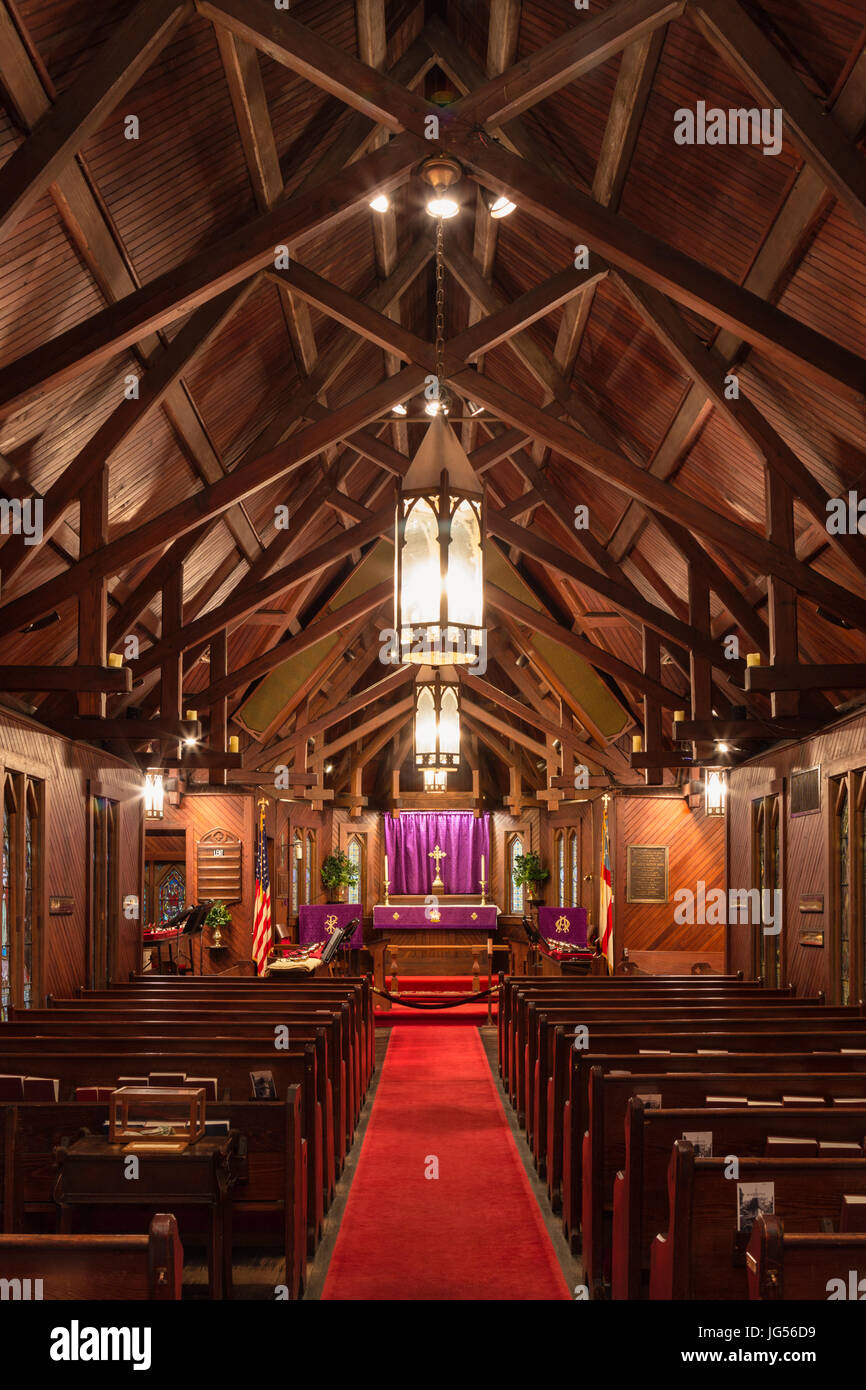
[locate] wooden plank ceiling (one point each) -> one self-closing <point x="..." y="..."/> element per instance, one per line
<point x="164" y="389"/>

--

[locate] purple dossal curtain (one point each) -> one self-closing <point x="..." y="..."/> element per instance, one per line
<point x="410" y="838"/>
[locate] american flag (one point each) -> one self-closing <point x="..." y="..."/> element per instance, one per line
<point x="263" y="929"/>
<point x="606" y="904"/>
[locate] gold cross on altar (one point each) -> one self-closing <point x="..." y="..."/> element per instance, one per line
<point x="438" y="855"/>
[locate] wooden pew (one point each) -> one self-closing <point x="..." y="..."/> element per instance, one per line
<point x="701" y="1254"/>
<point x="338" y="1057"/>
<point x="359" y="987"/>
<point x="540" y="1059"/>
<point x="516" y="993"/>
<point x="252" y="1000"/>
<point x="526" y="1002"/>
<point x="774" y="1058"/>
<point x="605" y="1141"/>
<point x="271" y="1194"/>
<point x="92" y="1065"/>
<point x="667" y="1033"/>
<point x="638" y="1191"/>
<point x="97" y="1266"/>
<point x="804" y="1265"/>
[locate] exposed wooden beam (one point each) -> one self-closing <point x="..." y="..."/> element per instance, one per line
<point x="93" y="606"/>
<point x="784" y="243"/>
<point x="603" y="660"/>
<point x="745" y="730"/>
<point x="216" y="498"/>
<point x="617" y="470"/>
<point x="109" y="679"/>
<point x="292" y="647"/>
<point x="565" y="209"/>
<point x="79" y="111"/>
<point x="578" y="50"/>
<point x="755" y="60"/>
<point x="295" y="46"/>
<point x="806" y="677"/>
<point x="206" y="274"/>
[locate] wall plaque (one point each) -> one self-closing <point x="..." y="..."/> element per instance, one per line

...

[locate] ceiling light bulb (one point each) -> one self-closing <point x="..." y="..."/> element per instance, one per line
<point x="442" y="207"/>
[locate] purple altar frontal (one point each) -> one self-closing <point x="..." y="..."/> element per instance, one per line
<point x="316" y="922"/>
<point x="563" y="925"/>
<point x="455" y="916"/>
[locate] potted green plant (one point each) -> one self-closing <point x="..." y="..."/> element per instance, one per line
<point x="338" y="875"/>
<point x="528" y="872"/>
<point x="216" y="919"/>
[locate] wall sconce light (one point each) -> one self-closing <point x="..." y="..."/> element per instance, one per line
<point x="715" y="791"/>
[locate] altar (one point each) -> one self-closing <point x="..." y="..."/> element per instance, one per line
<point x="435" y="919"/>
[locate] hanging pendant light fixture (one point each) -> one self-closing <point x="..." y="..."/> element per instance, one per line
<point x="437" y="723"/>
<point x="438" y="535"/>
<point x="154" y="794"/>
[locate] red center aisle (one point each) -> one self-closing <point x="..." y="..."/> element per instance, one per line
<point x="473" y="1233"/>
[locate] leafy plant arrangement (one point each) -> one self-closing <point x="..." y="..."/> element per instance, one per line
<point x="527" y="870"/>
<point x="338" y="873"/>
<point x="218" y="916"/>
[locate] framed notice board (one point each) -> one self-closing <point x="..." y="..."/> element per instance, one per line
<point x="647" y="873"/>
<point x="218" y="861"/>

**Exercise goal:** Please list each line of the items above that contains the string "ceiling". Case counts.

**Full response:**
[locate] wooden plank ceiling (one point each) -> one self-closing <point x="..." y="..."/> element per instance, one per line
[locate] ceiling light bulb (one point each) -> one self-closing <point x="..." y="..."/> element per instance, one per line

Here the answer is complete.